◆ **TRY IT**
Search the data for "slope" and copy every matching line.

◆ **TASK INPUT**
<<<<
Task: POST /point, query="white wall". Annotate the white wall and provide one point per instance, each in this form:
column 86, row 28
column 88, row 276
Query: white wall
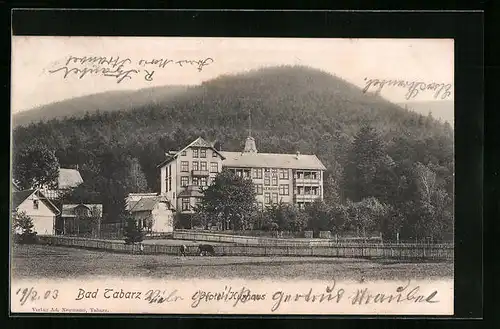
column 43, row 217
column 163, row 219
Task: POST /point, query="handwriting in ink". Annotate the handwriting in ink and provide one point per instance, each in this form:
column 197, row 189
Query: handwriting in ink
column 159, row 297
column 414, row 87
column 162, row 62
column 330, row 295
column 119, row 73
column 30, row 294
column 404, row 294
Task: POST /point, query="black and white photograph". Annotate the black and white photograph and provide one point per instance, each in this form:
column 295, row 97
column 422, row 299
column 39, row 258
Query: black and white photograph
column 232, row 175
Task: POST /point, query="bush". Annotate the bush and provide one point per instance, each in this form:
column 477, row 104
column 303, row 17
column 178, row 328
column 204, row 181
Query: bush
column 24, row 223
column 133, row 232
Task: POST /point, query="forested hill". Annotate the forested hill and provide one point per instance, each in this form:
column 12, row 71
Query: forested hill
column 105, row 102
column 292, row 109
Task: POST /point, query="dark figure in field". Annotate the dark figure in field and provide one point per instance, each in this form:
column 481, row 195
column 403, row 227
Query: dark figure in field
column 183, row 250
column 206, row 249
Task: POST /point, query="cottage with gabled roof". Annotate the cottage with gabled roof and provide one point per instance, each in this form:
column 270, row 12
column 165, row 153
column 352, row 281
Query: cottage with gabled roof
column 287, row 178
column 153, row 212
column 81, row 219
column 37, row 206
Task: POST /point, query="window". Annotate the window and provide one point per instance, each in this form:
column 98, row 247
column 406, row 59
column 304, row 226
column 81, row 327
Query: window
column 257, row 173
column 185, row 204
column 214, row 167
column 267, row 197
column 284, row 189
column 275, row 198
column 284, row 174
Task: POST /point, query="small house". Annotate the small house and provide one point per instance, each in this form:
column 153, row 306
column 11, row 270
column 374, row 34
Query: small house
column 39, row 208
column 152, row 212
column 81, row 219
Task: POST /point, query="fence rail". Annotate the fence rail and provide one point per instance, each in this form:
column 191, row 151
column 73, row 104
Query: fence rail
column 386, row 251
column 261, row 241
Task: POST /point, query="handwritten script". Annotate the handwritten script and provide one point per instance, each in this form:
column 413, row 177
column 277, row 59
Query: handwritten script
column 229, row 297
column 121, row 69
column 414, row 88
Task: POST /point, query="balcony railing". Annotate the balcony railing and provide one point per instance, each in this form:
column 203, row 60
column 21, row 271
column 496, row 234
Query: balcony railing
column 306, row 197
column 200, row 173
column 307, row 180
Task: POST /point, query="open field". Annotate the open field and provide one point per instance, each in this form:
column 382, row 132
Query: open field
column 41, row 261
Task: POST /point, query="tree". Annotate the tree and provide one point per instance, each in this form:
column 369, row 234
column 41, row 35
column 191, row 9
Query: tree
column 365, row 157
column 229, row 201
column 35, row 166
column 133, row 231
column 23, row 228
column 319, row 214
column 286, row 217
column 367, row 215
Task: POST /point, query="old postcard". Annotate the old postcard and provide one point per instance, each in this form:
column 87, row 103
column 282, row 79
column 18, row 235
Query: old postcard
column 232, row 176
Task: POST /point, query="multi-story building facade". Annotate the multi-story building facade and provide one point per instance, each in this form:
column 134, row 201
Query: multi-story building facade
column 286, row 178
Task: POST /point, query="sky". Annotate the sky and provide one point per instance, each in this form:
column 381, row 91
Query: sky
column 34, row 58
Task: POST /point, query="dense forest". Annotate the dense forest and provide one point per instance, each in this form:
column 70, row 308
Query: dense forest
column 371, row 147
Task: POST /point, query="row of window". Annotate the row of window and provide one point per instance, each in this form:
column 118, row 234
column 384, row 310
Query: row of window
column 199, row 153
column 169, row 178
column 307, row 175
column 197, row 181
column 201, row 165
column 284, row 189
column 308, row 190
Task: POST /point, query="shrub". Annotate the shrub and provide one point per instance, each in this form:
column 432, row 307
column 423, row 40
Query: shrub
column 24, row 223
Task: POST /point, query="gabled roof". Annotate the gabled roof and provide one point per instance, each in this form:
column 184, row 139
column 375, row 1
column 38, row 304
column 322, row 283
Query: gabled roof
column 272, row 160
column 146, row 203
column 199, row 142
column 21, row 196
column 69, row 178
column 68, row 209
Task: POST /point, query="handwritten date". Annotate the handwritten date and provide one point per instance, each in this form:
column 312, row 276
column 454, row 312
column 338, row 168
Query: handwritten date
column 32, row 295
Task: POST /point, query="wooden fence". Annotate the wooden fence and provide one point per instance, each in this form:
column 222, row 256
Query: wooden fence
column 258, row 241
column 431, row 252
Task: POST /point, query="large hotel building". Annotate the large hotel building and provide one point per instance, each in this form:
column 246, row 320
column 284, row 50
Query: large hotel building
column 287, row 178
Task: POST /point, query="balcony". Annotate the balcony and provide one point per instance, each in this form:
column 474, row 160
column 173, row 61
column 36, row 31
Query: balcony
column 200, row 173
column 306, row 197
column 314, row 181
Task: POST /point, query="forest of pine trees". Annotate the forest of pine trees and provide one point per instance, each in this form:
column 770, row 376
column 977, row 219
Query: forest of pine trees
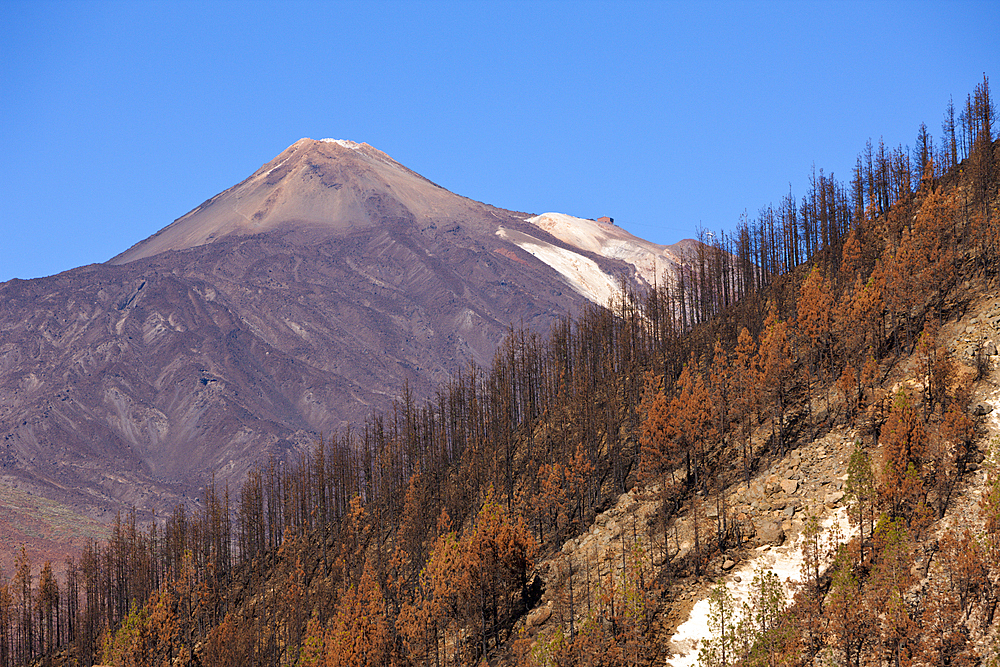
column 410, row 539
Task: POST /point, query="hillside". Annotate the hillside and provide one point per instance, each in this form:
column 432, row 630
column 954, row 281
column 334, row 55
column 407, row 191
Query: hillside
column 574, row 501
column 314, row 293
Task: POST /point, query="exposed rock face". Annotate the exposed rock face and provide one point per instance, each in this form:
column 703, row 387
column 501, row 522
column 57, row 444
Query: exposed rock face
column 293, row 304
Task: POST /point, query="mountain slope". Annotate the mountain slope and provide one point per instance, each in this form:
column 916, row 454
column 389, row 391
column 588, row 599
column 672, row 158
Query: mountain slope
>>>>
◆ **SOLVED PROBLEM**
Task: POST /point, query="mountain slope". Annotate the mountain slope and provide one point per instance, each in this form:
Query: mountain slope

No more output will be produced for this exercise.